Ludność muzułmańska w Bułgarii składa się z trzech grup etnicznych: z Turków, z 75% Cyganów, przeważnie turkojęzycznych, których Turcy sprowadzili w XV wieku na Bałkany oraz z Bułgarów i Macedończyków zwanych Pomakami i żyjących głównie w Rodopach, Haskowie, Kyrdżali, Pazardżiku, w Razgradzkim oraz w Macedonii Pirińskiej. Pomacy są głównie potomkami ludności pasterskiej z rejonów górskich, która przeszła na islam i przyjęła obyczaje tureckie, choć zachowała język bułgarski z licznymi naleciałościami tureckimi.
W 1878 roku prawdopodobnie blisko połowa ludności Bułgarii wyznawała islam. Według spisu z 1887 roku na 2,3 mln ludności Bułgarii w ówczesnych granicach przypadało 600 tys. Turków i poturczonych Cyganów oraz 68 tys. Pomaków (razem 29%).
W wyniku procesów emigracyjnych, zmian granicznych i przyrostu naturalnego odsetek Bułgarów, w dzisiejszych granicach państwowych, wzrósł z 68,8% w 1880 roku do 89,7% w 1978 roku, natomiast odsetek Turków spadł z 23,1% (1880) do 10,7% w 1910 roku i utrzymywał się na tym poziomie do 1946 roku (9,6%), po czym znów zaczął zmniejszać się, by w 1978 roku osiągnąć 8,3%. Liczba poturczonej ludności cygańskiej długo wahała się między 2-3%, aż ustabilizowała się na poziomie 2% (1978). Muzułmańska ludność turkojęzyczna Bułgarii zmniejszyła się więc w ciągu stulecia z 25,3% (1880) do 10,3% tj. około 900 tys. (1978).
W okresie 1880-1926 Bułgarię opuściło 450 tys. Turków, w latach 1924-1945 – około 123 tys., w latach 1946-1955 – 156 tys., po czym nastąpiła przerwa w ruchu emigracyjnym. W okresie 1966-1977 z Bułgarii wyjechało 53 tys. Turków, w roku 1978 – 61 tys. i w roku 1989 do 22 sierpnia kraj opuściło na stałe 210 tys., a więc w sumie do Turcji przesiedliło się ponad milion muzułmanów. Byli wśród nich także Cyganie i Pomacy. Mimo oficjalnych deklaracji i umów Turcja nie przyjęła wszystkich chętnych emigrantów przede wszystkim z powodów ekonomicznych.
Oficjalnie nie-Bugarów w 1965 roku było 747 tys. (11,7%). W 1974 roku w Bułgarii mieszkało około 172 tys. Cyganów. Po exodusie w 1989 roku oceniano liczbę Turków na 639 tys., Pomaków na około 160-200 tys., poturczonych Cyganów na około 200 tys. Nacjonaliści tureccy z Turcji głoszą, iż w Bułgarii mieszka 2 mln Turków, 1 mln Pomaków i 800 tys. Cyganów, których to liczb nie można traktować poważnie.

*Podane informacje*
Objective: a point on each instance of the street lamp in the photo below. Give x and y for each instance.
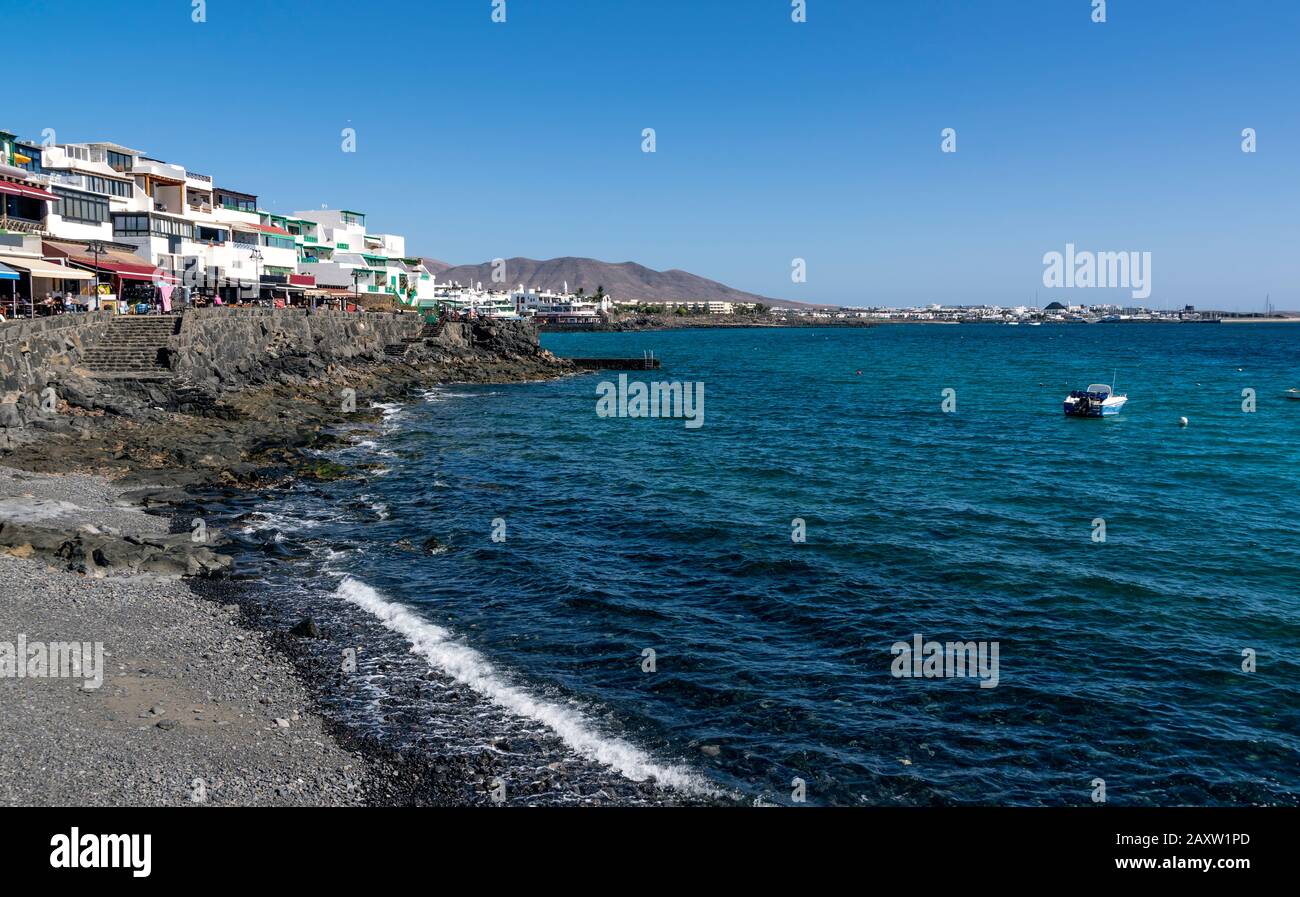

*Zadanie 1*
Przepisz z tekstu o muzułmanach w Bułgarii fragment, który zaczyna się od słów „W okresie 1880-1926”, a kończy słowami „z powodów ekonomicznych.”.
*Zadanie 2*
Odpowiedz na pytania do tekstu o muzułmanach w Bułgarii:
(a) Jakim językiem posługują się Pomacy?
(b) Jaki odsetek ludności w dzisiejszych granicach Bułgarii stanowili Turcy w 1880 roku?
(c) Ilu Turków opuściło Bułgarię w okresie 1880-1926?
Materiał nie odgrywa tu żadnej roli.

*Pełna odpowiedź 1*
W okresie 1880-1926 Bułgarię opuściło 450 tys. Turków, w latach 1924-1945 – około 123 tys., w latach 1946-1955 – 156 tys., po czym nastąpiła przerwa w ruchu emigracyjnym. W okresie 1966-1977 z Bułgarii wyjechało 53 tys. Turków, w roku 1978 – 61 tys. i w roku 1989 do 22 sierpnia kraj opuściło na stałe 210 tys., a więc w sumie do Turcji przesiedliło się ponad milion muzułmanów. Byli wśród nich także Cyganie i Pomacy. Mimo oficjalnych deklaracji i umów Turcja nie przyjęła wszystkich chętnych emigrantów przede wszystkim z powodów ekonomicznych.

*Pełna odpowiedź 2*
(a) Językiem bułgarskim z licznymi naleciałościami tureckimi.
(b) 23,1%.
(c) 450 tys.